GOAL: Find every line in the records below that contains the word "Please", and copy each of those lines.

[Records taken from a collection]
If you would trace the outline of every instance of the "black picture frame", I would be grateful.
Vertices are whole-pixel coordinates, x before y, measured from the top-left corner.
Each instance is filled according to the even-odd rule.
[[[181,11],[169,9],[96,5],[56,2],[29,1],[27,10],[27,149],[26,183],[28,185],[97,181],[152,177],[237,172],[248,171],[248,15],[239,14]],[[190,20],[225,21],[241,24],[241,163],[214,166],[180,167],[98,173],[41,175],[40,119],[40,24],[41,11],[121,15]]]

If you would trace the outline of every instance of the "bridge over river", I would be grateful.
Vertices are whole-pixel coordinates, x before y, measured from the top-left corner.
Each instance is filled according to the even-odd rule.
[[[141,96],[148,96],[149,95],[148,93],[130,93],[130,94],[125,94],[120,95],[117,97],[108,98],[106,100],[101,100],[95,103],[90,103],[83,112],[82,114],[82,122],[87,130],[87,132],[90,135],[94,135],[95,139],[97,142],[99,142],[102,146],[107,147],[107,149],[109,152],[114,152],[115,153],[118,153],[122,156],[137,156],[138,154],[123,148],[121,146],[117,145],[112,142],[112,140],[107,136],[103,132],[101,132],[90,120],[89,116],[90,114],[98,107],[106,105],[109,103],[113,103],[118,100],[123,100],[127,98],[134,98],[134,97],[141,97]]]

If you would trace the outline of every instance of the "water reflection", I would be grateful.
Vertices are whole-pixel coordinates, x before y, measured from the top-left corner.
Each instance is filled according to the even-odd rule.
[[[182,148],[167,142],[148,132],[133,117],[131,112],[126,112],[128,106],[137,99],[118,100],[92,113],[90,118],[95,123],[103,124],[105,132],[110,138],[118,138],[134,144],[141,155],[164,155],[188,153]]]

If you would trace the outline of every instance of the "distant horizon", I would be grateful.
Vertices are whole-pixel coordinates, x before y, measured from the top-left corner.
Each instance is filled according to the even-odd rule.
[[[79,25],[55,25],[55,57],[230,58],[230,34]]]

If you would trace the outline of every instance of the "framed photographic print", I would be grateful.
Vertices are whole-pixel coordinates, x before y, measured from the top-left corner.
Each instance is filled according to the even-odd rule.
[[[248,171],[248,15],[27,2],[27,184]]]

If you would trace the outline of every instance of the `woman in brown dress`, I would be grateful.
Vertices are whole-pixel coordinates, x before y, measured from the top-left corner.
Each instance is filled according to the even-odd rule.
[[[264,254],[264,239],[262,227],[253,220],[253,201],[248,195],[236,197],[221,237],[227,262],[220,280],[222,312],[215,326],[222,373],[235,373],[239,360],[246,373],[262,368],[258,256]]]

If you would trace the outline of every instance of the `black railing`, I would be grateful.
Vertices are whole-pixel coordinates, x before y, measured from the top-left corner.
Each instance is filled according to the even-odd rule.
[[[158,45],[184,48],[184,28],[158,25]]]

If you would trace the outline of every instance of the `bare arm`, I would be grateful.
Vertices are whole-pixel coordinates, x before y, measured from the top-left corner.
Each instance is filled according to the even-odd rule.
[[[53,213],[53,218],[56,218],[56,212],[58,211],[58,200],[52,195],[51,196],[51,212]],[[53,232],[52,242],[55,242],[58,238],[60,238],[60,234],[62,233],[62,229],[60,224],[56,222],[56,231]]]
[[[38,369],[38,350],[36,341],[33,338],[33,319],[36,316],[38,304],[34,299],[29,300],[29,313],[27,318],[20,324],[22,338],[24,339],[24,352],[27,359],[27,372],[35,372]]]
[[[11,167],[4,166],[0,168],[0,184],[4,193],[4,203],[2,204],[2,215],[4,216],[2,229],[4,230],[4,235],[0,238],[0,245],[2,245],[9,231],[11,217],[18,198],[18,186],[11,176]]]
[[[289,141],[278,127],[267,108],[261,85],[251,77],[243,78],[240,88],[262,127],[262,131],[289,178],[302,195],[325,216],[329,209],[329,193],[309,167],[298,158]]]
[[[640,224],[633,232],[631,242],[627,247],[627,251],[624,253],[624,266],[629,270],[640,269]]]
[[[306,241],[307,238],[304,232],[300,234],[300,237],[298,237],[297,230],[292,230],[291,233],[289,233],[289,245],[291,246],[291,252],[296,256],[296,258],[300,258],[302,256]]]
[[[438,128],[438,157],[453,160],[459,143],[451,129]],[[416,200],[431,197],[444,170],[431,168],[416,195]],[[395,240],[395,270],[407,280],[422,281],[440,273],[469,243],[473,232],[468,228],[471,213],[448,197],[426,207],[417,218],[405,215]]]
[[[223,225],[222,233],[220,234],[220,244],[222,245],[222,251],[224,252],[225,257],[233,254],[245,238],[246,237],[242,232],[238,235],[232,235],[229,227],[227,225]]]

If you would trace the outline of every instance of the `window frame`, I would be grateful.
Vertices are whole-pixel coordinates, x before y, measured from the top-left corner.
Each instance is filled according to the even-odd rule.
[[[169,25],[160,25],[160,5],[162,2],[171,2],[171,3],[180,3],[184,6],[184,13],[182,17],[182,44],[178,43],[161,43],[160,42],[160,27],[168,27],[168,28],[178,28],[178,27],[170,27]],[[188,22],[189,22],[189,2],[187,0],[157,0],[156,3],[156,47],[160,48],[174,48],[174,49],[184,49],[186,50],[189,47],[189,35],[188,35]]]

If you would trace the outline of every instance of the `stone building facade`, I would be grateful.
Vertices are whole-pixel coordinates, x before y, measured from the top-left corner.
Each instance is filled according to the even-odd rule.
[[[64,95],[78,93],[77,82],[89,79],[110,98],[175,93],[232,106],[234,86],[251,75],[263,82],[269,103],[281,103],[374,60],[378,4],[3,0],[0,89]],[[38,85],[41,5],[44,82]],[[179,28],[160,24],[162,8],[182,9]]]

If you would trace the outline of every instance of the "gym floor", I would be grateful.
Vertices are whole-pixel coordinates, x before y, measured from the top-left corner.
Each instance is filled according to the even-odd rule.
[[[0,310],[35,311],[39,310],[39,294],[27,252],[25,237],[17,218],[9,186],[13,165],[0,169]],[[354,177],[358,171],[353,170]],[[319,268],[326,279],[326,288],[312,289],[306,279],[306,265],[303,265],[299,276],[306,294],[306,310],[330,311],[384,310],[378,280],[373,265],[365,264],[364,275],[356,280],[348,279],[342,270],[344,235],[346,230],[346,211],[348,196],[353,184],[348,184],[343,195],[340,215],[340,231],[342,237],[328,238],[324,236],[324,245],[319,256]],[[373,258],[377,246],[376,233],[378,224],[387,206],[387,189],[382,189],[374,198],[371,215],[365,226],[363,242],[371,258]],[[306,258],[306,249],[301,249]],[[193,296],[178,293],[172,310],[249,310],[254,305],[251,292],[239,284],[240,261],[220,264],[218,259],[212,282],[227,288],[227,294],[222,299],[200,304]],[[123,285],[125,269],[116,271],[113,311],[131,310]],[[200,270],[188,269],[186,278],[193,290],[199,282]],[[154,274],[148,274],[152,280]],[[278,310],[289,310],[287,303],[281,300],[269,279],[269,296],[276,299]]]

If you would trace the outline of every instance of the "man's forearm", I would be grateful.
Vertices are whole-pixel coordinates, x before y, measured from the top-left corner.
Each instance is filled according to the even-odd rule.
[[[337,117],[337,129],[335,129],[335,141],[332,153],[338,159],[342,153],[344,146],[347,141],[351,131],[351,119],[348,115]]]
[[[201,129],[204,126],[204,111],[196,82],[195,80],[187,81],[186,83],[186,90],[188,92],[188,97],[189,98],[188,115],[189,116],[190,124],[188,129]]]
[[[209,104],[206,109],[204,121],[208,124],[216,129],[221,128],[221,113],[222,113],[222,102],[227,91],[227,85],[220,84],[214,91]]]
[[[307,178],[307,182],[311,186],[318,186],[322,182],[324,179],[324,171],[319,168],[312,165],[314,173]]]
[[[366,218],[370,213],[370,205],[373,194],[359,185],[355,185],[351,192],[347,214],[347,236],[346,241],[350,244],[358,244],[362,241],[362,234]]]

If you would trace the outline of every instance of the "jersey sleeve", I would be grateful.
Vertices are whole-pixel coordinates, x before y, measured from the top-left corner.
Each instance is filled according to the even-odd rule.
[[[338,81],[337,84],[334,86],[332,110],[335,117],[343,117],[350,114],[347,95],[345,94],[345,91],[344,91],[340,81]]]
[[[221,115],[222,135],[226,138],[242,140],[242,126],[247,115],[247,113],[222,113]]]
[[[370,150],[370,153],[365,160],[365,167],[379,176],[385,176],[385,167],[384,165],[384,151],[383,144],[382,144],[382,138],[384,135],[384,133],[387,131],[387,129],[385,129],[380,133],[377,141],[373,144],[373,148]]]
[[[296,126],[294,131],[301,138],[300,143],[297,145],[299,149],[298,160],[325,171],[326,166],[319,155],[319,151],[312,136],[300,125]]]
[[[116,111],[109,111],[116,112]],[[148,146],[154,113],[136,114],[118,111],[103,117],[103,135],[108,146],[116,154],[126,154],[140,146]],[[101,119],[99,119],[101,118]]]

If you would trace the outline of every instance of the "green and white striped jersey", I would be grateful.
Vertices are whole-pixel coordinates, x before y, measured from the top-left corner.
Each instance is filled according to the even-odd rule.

==

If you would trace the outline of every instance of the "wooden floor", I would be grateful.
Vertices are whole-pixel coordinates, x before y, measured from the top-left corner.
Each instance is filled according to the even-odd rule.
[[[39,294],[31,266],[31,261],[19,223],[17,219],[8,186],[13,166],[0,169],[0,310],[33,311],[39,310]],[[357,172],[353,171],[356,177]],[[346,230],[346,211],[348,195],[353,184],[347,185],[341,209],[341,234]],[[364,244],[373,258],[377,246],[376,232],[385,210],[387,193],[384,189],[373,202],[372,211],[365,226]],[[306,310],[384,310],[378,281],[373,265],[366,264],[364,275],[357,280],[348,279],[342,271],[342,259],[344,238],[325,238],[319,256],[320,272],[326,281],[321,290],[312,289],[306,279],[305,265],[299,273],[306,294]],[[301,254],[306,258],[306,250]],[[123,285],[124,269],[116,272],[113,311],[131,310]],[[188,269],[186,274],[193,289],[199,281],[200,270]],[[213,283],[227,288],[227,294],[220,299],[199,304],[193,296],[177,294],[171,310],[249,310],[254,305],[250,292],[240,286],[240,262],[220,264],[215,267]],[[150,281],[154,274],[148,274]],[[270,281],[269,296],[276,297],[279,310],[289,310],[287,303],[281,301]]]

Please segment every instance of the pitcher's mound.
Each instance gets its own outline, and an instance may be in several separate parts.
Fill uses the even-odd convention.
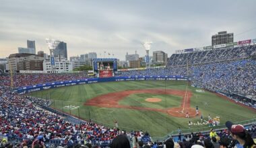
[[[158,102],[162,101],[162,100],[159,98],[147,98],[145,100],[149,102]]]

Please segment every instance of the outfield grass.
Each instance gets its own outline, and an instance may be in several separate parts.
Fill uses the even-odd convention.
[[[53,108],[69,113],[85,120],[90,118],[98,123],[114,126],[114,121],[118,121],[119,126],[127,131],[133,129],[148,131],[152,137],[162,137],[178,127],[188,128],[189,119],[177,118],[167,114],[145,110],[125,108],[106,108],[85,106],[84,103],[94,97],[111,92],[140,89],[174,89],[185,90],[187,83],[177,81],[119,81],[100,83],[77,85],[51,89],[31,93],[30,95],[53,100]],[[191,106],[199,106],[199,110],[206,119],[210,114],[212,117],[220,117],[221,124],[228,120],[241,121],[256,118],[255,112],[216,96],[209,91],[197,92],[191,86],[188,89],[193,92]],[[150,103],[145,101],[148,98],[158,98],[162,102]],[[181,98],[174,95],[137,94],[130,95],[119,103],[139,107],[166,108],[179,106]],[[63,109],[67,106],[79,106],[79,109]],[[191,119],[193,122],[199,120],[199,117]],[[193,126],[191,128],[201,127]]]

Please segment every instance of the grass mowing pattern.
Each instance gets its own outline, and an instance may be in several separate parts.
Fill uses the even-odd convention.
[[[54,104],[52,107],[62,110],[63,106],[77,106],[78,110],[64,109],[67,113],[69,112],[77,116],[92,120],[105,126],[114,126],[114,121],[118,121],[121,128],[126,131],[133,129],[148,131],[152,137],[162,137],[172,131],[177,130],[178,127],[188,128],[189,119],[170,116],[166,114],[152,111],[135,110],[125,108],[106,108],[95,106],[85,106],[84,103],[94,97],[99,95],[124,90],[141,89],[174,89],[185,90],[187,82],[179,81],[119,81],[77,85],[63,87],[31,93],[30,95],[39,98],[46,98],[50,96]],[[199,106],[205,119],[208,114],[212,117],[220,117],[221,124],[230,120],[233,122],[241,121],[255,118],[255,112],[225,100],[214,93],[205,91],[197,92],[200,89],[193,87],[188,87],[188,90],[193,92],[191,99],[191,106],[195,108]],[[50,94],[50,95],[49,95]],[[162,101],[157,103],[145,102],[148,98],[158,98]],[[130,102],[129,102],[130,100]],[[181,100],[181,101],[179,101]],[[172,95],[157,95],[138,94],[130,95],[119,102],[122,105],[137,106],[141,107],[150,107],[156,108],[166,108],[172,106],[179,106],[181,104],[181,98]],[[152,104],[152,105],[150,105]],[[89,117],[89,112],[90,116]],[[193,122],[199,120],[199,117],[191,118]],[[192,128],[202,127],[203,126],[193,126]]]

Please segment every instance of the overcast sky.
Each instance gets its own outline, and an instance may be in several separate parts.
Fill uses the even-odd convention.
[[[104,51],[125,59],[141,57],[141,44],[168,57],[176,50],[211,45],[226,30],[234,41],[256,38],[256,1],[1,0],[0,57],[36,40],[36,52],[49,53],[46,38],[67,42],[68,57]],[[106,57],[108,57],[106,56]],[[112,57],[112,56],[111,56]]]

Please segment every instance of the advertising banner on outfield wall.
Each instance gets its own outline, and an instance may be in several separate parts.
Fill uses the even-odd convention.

WORKED ANSWER:
Please segment every instance of the pitcher's mound.
Please segment every instance of the outfield grass.
Please segment every instance of the grass mowing pattern.
Please segment every instance of the overcast sky.
Please segment every instance of the advertising banner on outfield wall.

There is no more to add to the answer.